▸ Work required:
Express the lines of the entries below, from the line containing "UI element grounding: the tree trunk" to the line containing "[735,704,778,1040]", both included, as a JSON list of strings with one string per line. Omit blank lines.

▸ Excerpted records:
* BEGIN *

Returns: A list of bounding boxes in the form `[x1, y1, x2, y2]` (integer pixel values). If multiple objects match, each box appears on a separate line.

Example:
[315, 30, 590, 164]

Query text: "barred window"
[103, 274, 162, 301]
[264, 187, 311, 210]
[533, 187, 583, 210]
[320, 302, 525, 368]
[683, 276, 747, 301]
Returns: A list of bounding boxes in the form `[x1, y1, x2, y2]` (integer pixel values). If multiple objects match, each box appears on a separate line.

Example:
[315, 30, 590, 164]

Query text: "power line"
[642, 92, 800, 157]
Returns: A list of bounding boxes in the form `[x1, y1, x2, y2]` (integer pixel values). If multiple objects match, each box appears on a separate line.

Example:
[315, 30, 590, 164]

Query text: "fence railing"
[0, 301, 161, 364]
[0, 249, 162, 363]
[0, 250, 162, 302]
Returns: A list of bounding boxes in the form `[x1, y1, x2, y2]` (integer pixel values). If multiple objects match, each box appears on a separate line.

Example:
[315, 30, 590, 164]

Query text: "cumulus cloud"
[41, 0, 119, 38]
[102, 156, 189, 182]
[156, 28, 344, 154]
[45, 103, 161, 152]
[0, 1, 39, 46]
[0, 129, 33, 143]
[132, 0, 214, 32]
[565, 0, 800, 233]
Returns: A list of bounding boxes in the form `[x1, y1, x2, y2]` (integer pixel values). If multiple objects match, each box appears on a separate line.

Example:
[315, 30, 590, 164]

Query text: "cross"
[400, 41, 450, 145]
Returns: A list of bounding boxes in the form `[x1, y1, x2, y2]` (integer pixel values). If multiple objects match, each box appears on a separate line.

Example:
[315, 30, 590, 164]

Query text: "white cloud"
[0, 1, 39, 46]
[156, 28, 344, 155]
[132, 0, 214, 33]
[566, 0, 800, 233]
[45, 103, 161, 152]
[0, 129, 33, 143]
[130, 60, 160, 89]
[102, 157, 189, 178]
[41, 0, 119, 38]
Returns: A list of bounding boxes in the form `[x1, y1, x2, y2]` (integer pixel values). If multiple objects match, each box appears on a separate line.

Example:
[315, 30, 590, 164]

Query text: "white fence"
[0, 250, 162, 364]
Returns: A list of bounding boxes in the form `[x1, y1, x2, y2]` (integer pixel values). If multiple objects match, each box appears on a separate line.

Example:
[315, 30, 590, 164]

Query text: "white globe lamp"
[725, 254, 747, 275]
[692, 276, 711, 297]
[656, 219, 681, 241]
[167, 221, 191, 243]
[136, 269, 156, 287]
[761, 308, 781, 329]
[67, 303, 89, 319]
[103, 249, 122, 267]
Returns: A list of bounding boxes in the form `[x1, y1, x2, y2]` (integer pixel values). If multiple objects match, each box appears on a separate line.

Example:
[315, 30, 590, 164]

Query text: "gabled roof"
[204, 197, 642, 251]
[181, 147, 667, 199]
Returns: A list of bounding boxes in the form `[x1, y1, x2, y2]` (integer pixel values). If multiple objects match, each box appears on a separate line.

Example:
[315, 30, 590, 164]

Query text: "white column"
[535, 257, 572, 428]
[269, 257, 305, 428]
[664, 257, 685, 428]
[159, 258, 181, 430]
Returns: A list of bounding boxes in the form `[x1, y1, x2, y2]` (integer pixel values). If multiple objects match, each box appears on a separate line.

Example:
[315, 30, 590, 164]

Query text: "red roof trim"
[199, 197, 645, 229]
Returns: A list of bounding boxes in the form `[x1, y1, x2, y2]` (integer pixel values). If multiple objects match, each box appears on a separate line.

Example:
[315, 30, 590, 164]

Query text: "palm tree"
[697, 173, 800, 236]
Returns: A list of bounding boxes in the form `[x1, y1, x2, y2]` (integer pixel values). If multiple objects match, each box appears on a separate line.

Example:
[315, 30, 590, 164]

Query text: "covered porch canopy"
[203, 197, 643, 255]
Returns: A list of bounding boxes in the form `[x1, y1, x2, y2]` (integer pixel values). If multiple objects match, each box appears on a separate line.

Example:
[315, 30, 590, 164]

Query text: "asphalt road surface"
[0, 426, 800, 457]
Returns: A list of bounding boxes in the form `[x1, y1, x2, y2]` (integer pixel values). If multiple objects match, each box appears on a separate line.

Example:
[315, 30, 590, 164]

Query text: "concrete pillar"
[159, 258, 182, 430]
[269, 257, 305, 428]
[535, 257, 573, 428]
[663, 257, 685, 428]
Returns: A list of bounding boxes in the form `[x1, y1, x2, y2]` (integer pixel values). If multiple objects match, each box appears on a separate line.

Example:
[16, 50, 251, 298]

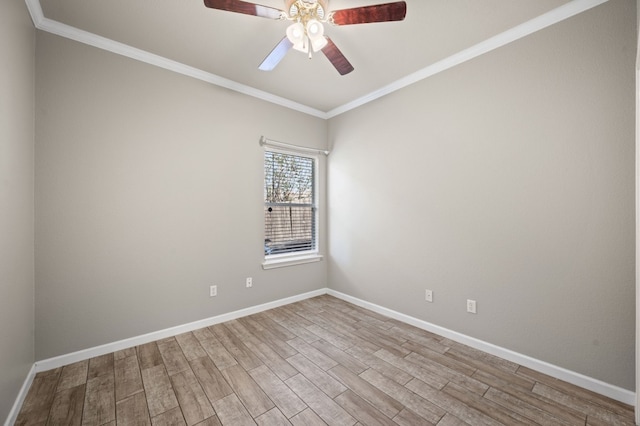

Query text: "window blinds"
[264, 151, 316, 255]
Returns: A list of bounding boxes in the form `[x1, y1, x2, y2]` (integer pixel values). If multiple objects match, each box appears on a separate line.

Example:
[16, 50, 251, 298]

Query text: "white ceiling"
[26, 0, 606, 118]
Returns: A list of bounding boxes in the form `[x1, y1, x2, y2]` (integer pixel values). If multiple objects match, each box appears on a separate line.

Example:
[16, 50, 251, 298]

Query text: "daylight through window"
[264, 151, 316, 256]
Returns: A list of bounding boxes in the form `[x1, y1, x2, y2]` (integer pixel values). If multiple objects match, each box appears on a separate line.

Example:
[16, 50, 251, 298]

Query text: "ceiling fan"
[204, 0, 407, 75]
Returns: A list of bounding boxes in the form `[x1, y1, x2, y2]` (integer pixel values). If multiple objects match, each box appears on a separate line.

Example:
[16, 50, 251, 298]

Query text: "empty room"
[0, 0, 640, 426]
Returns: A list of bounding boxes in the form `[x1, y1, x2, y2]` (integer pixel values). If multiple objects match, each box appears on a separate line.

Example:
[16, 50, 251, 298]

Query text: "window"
[264, 150, 319, 264]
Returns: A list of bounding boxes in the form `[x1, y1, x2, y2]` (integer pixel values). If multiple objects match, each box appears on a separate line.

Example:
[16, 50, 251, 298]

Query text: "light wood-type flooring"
[16, 295, 633, 426]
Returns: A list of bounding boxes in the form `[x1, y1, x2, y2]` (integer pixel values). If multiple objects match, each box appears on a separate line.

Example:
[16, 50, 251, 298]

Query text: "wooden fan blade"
[204, 0, 284, 19]
[258, 36, 293, 71]
[329, 1, 407, 25]
[322, 37, 353, 75]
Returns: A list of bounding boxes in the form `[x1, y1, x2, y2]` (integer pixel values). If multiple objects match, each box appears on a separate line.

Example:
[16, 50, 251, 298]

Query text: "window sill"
[262, 253, 322, 269]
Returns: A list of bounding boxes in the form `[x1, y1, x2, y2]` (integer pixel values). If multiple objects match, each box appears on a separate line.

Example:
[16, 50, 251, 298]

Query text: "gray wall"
[36, 32, 327, 359]
[0, 1, 35, 419]
[328, 0, 636, 390]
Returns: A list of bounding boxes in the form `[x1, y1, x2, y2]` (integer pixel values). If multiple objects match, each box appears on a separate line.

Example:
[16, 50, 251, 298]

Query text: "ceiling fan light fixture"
[307, 19, 327, 52]
[287, 22, 308, 52]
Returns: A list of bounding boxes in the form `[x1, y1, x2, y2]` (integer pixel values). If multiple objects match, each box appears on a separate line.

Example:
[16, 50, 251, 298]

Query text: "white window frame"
[262, 146, 322, 269]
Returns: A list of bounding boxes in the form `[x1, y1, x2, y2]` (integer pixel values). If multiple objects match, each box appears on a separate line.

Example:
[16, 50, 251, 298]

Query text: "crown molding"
[25, 0, 609, 120]
[327, 0, 609, 118]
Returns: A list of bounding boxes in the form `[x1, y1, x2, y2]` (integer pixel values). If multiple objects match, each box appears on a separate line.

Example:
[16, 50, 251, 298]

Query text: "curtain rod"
[260, 136, 329, 155]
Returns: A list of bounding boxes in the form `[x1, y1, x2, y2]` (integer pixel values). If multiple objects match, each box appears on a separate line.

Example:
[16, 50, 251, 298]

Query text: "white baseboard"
[327, 289, 636, 406]
[4, 364, 36, 426]
[12, 288, 636, 426]
[35, 288, 327, 373]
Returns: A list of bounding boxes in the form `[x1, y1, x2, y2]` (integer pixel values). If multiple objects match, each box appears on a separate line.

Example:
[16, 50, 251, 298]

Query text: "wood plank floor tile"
[113, 351, 143, 402]
[402, 342, 477, 376]
[151, 407, 187, 426]
[374, 349, 449, 389]
[136, 342, 164, 370]
[170, 369, 216, 426]
[116, 392, 151, 426]
[442, 383, 536, 426]
[328, 365, 404, 418]
[227, 320, 298, 380]
[307, 324, 353, 351]
[405, 352, 489, 395]
[196, 416, 222, 426]
[289, 408, 327, 426]
[189, 357, 233, 403]
[533, 383, 628, 425]
[113, 348, 136, 361]
[15, 295, 634, 426]
[47, 384, 86, 426]
[287, 337, 338, 370]
[209, 324, 262, 370]
[346, 346, 414, 385]
[517, 366, 634, 417]
[213, 394, 257, 426]
[222, 365, 275, 417]
[158, 338, 189, 376]
[16, 368, 62, 425]
[287, 354, 347, 398]
[389, 324, 449, 354]
[285, 374, 356, 426]
[249, 365, 307, 418]
[393, 408, 435, 426]
[238, 316, 298, 358]
[476, 370, 587, 425]
[484, 388, 585, 426]
[360, 368, 446, 423]
[193, 328, 238, 370]
[56, 360, 89, 392]
[334, 390, 399, 426]
[406, 379, 500, 426]
[82, 371, 116, 425]
[437, 413, 469, 426]
[176, 333, 207, 361]
[87, 353, 113, 379]
[256, 406, 291, 426]
[311, 340, 368, 374]
[142, 365, 178, 417]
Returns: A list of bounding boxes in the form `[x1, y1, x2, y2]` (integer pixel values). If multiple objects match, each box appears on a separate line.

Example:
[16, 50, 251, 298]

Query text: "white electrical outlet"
[424, 290, 433, 302]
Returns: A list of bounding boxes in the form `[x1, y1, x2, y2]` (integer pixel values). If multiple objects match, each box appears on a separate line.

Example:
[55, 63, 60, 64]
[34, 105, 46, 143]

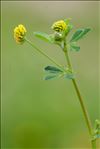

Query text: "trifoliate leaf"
[70, 28, 91, 42]
[34, 32, 53, 43]
[44, 66, 63, 73]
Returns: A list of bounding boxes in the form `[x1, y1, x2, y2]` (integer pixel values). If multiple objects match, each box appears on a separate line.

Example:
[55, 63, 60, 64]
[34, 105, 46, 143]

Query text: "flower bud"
[52, 20, 67, 32]
[54, 32, 63, 41]
[14, 24, 26, 44]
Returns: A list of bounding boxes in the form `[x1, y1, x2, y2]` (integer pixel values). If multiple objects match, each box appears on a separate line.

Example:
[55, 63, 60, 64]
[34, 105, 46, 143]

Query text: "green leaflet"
[70, 28, 91, 42]
[44, 66, 74, 80]
[44, 66, 63, 73]
[44, 75, 57, 80]
[34, 32, 53, 43]
[64, 73, 75, 79]
[70, 42, 80, 51]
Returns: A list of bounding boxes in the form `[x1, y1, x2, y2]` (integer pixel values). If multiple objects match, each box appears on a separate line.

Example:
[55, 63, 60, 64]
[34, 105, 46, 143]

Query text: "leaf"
[64, 18, 71, 24]
[34, 32, 53, 43]
[44, 66, 63, 73]
[70, 43, 80, 51]
[65, 72, 75, 79]
[44, 75, 57, 80]
[70, 28, 91, 42]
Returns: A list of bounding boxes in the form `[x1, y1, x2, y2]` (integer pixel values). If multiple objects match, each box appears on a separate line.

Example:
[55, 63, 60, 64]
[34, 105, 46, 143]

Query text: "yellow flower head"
[52, 20, 67, 32]
[14, 24, 26, 44]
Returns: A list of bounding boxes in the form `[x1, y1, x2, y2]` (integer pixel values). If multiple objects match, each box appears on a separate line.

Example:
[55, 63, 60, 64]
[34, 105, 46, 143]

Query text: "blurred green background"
[1, 1, 99, 149]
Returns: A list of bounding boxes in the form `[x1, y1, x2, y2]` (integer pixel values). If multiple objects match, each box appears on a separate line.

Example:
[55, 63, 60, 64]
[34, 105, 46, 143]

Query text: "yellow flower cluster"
[14, 24, 26, 44]
[52, 20, 67, 32]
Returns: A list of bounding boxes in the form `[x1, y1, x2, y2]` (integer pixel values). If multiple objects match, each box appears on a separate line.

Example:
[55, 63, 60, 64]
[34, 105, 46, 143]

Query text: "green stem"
[25, 38, 66, 71]
[63, 41, 96, 149]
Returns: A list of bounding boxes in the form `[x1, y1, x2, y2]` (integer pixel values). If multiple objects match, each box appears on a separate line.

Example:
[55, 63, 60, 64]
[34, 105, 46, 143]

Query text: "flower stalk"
[14, 19, 100, 149]
[63, 41, 96, 149]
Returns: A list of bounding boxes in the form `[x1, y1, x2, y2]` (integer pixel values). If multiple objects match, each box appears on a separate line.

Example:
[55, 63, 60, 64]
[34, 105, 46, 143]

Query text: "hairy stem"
[63, 41, 96, 149]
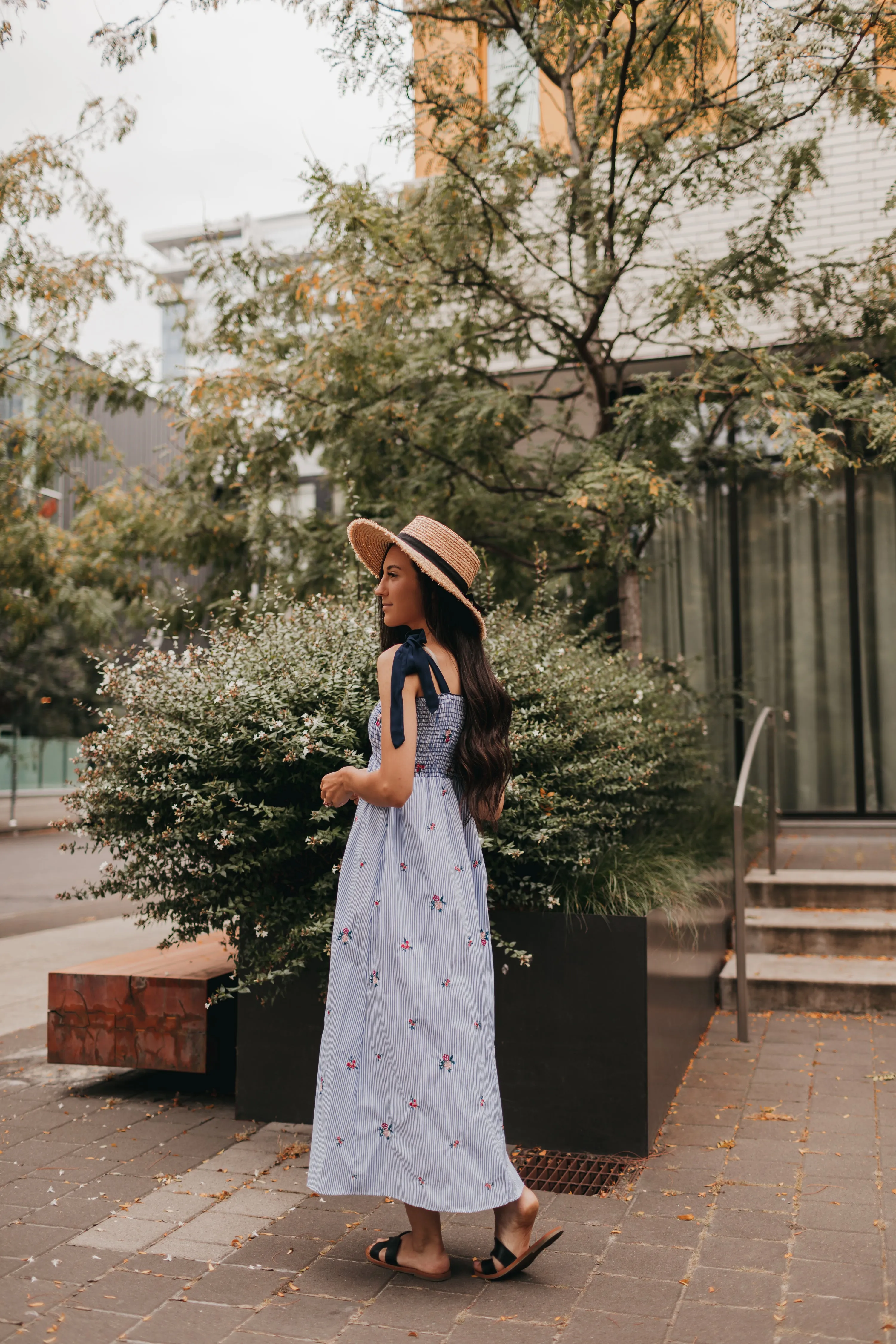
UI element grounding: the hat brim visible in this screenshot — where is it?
[348,518,485,639]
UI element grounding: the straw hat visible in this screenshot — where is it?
[348,516,485,637]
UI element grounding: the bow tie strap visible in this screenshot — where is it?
[389,630,450,747]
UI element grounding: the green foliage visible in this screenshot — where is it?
[482,602,728,914]
[61,596,708,985]
[115,0,896,632]
[0,103,145,737]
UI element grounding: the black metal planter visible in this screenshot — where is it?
[237,902,728,1156]
[494,902,728,1157]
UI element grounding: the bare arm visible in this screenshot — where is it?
[321,648,421,808]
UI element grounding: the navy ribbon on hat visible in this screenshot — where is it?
[389,630,451,747]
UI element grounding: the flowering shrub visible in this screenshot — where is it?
[61,597,707,986]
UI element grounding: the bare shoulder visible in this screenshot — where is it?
[376,644,402,676]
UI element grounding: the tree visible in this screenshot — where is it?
[72,0,896,657]
[0,102,156,735]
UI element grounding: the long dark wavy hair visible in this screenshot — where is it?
[380,556,513,827]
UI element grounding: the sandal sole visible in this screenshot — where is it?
[364,1242,451,1284]
[473,1227,563,1284]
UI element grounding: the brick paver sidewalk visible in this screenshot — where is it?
[0,1013,896,1344]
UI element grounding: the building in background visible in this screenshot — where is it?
[144,211,333,518]
[415,28,896,817]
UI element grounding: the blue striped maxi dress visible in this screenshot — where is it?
[308,694,523,1214]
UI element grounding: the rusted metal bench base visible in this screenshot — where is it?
[47,934,237,1089]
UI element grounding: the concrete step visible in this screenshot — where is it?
[747,868,896,910]
[719,952,896,1013]
[744,906,896,957]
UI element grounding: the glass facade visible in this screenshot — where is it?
[0,734,81,793]
[642,472,896,814]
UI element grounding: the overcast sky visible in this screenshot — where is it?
[0,0,412,363]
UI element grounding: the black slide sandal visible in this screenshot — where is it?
[364,1227,451,1284]
[473,1227,563,1281]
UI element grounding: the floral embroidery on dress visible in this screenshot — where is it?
[309,694,521,1210]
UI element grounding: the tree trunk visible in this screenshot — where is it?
[619,570,642,663]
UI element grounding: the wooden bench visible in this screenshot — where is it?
[47,934,237,1089]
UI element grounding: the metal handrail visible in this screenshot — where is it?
[735,704,778,1040]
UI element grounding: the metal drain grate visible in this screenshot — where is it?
[510,1148,643,1195]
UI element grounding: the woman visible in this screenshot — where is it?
[309,518,561,1279]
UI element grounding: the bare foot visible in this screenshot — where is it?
[473,1185,539,1274]
[368,1233,451,1274]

* END *

▸ Result for this task:
[
  "UI element grounding: the tree trunk visible in this screenshot — where is it?",
  "[619,570,642,663]",
  "UI element grounding: the wooden bench visible in this screenshot — where is it?",
  "[47,934,237,1089]",
  "UI element grounding: the metal handrail visible in this screenshot — where is it?",
  "[735,704,778,1040]"
]